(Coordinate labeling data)
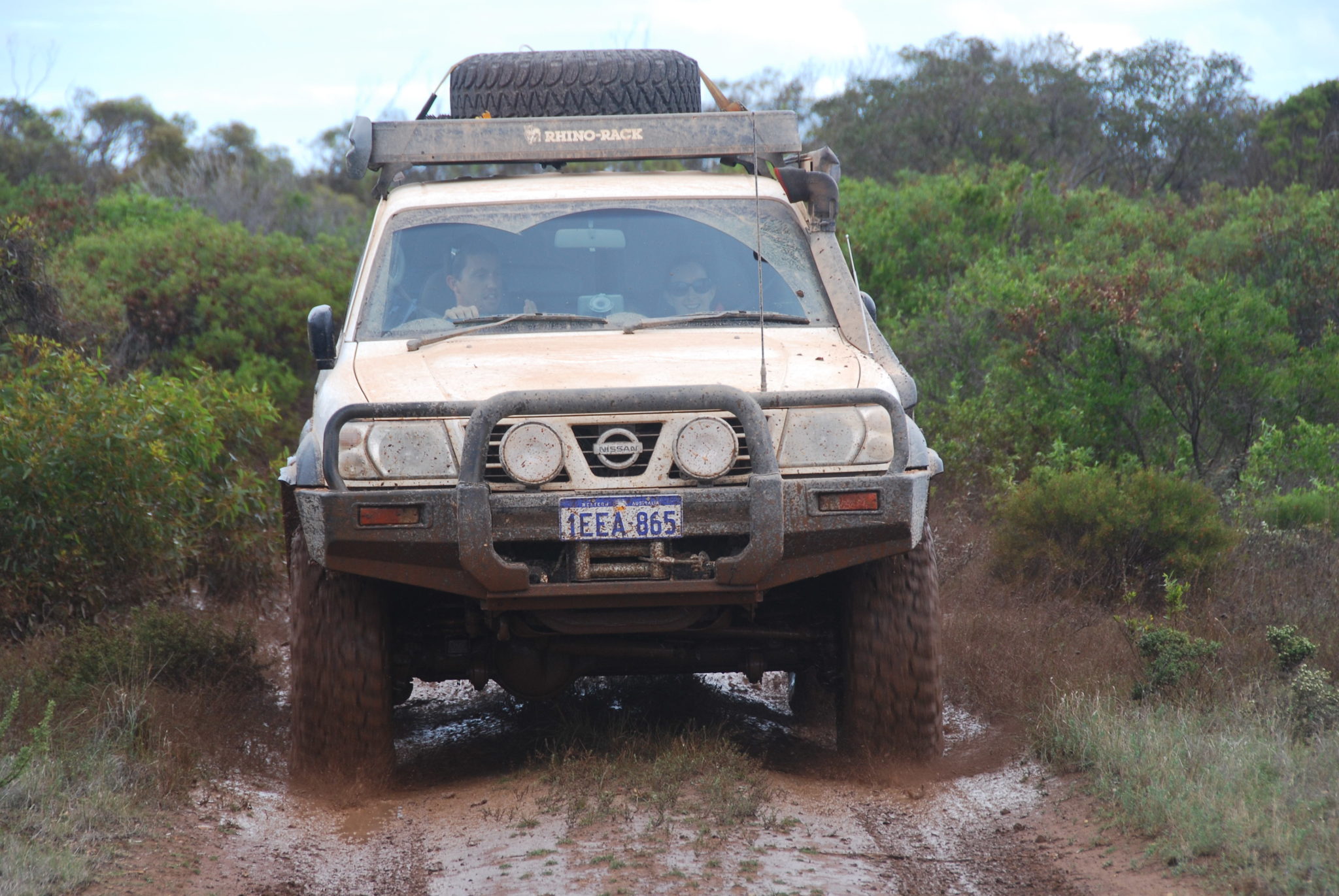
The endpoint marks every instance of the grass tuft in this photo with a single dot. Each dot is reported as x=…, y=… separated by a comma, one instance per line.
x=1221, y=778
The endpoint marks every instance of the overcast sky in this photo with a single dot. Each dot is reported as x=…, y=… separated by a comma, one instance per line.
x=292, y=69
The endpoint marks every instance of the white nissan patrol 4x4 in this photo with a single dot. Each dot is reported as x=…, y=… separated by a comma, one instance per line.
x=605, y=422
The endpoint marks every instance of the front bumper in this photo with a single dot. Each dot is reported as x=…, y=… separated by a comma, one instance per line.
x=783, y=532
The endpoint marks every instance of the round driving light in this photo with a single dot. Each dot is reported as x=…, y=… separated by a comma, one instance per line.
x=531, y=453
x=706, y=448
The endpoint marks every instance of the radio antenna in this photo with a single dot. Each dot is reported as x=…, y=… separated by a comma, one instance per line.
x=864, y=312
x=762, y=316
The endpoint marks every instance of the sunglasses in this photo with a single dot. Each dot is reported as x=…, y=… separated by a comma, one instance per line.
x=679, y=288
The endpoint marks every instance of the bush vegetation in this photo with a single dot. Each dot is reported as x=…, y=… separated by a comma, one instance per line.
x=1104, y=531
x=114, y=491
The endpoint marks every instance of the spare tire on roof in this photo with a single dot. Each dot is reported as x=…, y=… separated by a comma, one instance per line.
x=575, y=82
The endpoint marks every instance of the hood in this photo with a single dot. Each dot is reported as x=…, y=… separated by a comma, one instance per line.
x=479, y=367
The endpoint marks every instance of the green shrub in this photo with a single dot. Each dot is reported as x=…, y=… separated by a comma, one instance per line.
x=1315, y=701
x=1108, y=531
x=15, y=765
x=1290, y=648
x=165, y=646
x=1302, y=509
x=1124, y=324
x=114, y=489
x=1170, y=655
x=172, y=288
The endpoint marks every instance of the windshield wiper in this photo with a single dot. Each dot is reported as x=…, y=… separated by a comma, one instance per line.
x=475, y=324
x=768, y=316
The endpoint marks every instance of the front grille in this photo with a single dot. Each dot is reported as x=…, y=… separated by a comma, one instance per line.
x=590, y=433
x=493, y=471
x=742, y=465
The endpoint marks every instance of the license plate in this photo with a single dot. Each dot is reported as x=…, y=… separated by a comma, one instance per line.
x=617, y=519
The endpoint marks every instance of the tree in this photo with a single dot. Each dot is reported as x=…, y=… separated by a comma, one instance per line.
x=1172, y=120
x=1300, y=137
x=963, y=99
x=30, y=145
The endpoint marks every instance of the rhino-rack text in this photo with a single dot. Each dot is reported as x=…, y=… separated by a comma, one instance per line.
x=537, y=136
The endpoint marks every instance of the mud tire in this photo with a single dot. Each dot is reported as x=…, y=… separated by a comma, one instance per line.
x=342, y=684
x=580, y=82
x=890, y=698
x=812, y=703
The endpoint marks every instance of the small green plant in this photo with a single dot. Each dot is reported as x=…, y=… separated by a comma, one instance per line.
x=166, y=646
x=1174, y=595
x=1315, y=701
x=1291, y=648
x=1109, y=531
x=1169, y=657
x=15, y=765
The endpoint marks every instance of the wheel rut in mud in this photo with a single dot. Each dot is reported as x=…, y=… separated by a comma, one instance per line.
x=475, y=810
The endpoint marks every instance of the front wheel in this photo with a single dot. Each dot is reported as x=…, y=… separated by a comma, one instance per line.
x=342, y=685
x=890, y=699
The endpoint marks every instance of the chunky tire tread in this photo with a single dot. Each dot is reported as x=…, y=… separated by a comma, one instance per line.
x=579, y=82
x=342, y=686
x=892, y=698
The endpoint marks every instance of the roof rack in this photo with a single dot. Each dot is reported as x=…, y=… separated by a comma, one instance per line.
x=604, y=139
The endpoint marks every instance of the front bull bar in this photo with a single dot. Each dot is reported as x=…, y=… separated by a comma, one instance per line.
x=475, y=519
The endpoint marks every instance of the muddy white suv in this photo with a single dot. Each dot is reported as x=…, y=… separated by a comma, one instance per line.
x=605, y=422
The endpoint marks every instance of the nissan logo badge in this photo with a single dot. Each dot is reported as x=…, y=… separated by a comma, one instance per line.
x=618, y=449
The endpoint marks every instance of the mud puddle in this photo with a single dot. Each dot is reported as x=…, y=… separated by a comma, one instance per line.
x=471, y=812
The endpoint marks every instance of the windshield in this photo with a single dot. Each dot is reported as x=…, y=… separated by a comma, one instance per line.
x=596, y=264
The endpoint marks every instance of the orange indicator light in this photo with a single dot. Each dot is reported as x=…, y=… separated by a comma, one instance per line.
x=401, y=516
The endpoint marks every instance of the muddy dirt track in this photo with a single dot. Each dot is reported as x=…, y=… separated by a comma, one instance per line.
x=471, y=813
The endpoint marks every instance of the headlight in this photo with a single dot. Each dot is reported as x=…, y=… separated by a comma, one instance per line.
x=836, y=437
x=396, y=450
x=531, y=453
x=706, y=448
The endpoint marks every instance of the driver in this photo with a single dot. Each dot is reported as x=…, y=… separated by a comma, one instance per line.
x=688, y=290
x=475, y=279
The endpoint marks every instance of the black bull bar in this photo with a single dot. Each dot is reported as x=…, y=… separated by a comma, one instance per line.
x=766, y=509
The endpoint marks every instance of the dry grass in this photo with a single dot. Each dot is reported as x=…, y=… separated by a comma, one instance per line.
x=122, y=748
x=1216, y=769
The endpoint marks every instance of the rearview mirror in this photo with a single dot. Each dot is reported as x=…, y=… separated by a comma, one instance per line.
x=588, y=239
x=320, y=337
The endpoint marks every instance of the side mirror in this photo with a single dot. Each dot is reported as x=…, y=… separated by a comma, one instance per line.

→ Short exercise: Can you turn this data into a JSON list of strings, one string per line, with blank lines dropped and the pictures left out?

→ Expected answer:
[
  "The endpoint marks every instance of the grass tuft in this photo with a single dot. Each dot is reported as x=…, y=… separated by a comma, one instance per line.",
  "x=1221, y=778",
  "The endpoint marks every instance of the overcast sky in this photo with a single dot. Each dot is reported as x=…, y=… separated by a comma, one instance per line.",
  "x=292, y=69",
  "The endpoint marks every instance of the white nissan patrol 4x4 in this photo with a single dot. Each dot is reported as x=…, y=… separated by a comma, one instance per line.",
  "x=605, y=422",
  "The endpoint marks every instance of the front bumper in this photo with a single dot. Each dot is reported as x=…, y=… separated by a comma, one instance per line.",
  "x=783, y=532",
  "The endpoint marks every instance of the round driving light in this photo with a single dot. Each dot is reported as x=…, y=… separated by a comma, one instance per line.",
  "x=531, y=453",
  "x=706, y=448",
  "The endpoint marks every instance of the radio antenna in this photo with a single dot. Each dot is reported as x=…, y=… separated by a comma, one instance per line.",
  "x=864, y=312",
  "x=762, y=316",
  "The endpoint marks every instance of the sunglasses in this photo with a single dot. Each dot is reported as x=…, y=… separated by a comma, one instance per line.",
  "x=679, y=288",
  "The endpoint marks every instance of the bush vegetation in this photo with a single dot. Each dot is reported as x=…, y=… separated by a comma, one instance per line.",
  "x=1104, y=531",
  "x=114, y=491",
  "The endpoint marks every instance of the spare tire on roof in this photo with a single dot. Each dot is reported as x=…, y=… separated by a comma, one instance per line.",
  "x=575, y=82",
  "The endpoint marks every instance of the hood in this photo with a single dot. Each dot is reported as x=…, y=… separated by a comma, one instance per line.",
  "x=479, y=367",
  "The endpoint marks every instance of the green shrub in this photo with a single dot. Each dot is reported as x=…, y=… separated by a comma, one instance per line.",
  "x=1315, y=701",
  "x=1108, y=531",
  "x=15, y=765",
  "x=1290, y=648",
  "x=165, y=646",
  "x=1302, y=509",
  "x=1124, y=324",
  "x=114, y=489",
  "x=1170, y=655",
  "x=172, y=288",
  "The endpoint marks every instance of the windshield wiper in this photo with a single dot. Each dot is reported as x=…, y=… separated by a comma, one instance per line.",
  "x=475, y=324",
  "x=768, y=316",
  "The endpoint marks every instance of the front grille in this photo with a single dot. Each dot is reported as x=…, y=… separated by a comma, one instance per line.",
  "x=590, y=433",
  "x=493, y=471",
  "x=742, y=465",
  "The endpoint marks every instance of the license plate in this photo with a single dot. Each dot is reported as x=…, y=… separated by a comma, one instance per line.",
  "x=617, y=519",
  "The endpoint marks every instance of the tree in this photo with a single dot. Each dot is reported as x=…, y=… separated by a comma, one instance per line.",
  "x=1172, y=120",
  "x=1300, y=137",
  "x=963, y=99",
  "x=30, y=145",
  "The endpoint marks every instance of the rhino-rack text in this photo with a single dot. Each dot is reported as x=…, y=… separated by a comma, one instance per line.",
  "x=537, y=136",
  "The endpoint marks every instance of the mud tire in this photo with a single dot. Each dot is reported as x=…, y=… separated by a comma, one instance per line.",
  "x=342, y=684",
  "x=580, y=82",
  "x=890, y=698",
  "x=812, y=703",
  "The endpoint marks every instance of the small green plant in this photo with a single dot. Each dot is reported as x=…, y=… separated by a comma, one instance per line.",
  "x=166, y=646",
  "x=1174, y=595",
  "x=1315, y=701",
  "x=1291, y=648",
  "x=1109, y=531",
  "x=1169, y=657",
  "x=15, y=765",
  "The endpoint marks every instance of the wheel rut in mud in this photo with a single dot. Each dot is reported as x=…, y=… separated by a comma, one instance per line.",
  "x=475, y=810",
  "The endpoint marks every instance of the front wheel in this photo with a single dot. Each dot is reported as x=…, y=… separated by a comma, one instance per line.",
  "x=342, y=685",
  "x=890, y=699",
  "The endpoint marks every instance of the chunky tire tread in this photo with a single dot. Each dot is reported as x=…, y=… separated by a comma, one instance per line.",
  "x=579, y=82",
  "x=342, y=686",
  "x=892, y=698",
  "The endpoint marks every instance of the roof rack in this photo with a single dot. Each dot is reported as x=…, y=… separated by a comma, one instance per line.",
  "x=604, y=139",
  "The endpoint marks every instance of the front bull bar in this photo with a single dot. Each dot is reported as x=…, y=… separated by a comma, one instance per line.",
  "x=475, y=519",
  "The endpoint marks every instance of the muddy white suv in this photo with a single dot. Each dot is reported as x=…, y=… separated by a comma, one instance per line.",
  "x=605, y=422",
  "The endpoint marks every instance of the nissan logo badge in this photo with a single dot. Each dot is reported as x=…, y=… separated by a comma, one instance per line.",
  "x=618, y=449",
  "The endpoint marks every instance of the mud puddle in this photo with a single dot. Each dot is reported as x=…, y=… separated by a comma, one instance per line.",
  "x=471, y=812",
  "The endpoint marks every instance of the windshield in this photo with a single dot. Each dot is reported as x=…, y=… separated by a comma, one instance per line.",
  "x=596, y=264",
  "The endpoint marks every instance of the orange indicator light in this photo with a single dot. Each dot is reported as x=…, y=… separated by a comma, one instance per line.",
  "x=401, y=516",
  "The endpoint marks every instance of the muddy dirt track in this photo with a single dot. Each dot is reported as x=…, y=… separated by a comma, one instance per line.",
  "x=471, y=813",
  "The endpoint marks every instance of the headlight in this photo with a single dot. Each dot is reported as x=…, y=… separated by a comma, one instance per line.",
  "x=836, y=437",
  "x=396, y=450",
  "x=531, y=453",
  "x=706, y=448",
  "The endpoint marks every instance of the driver in this photo with a single dot. Each dot is reported as x=…, y=… separated by a comma, one instance per line.",
  "x=688, y=290",
  "x=475, y=279",
  "The endpoint marks every instance of the black bull bar in this photo with a single dot. Each dot is reported as x=…, y=… separated by a comma, one instance per line.",
  "x=766, y=509",
  "The endpoint marks every instance of the dry grass in this photo with a single dot. Each dot is reported as x=…, y=… separated by a comma, one instance per line.",
  "x=122, y=748",
  "x=1216, y=769",
  "The endpoint marks every instance of the rearview mirror in this photo with a single dot. Each dot is reported as x=…, y=… separated by a comma, one instance per line.",
  "x=588, y=239",
  "x=320, y=337",
  "The endpoint marks every instance of the side mirror in this photo with a single dot. Each dot is reported as x=…, y=… separated by a comma, one instance per line."
]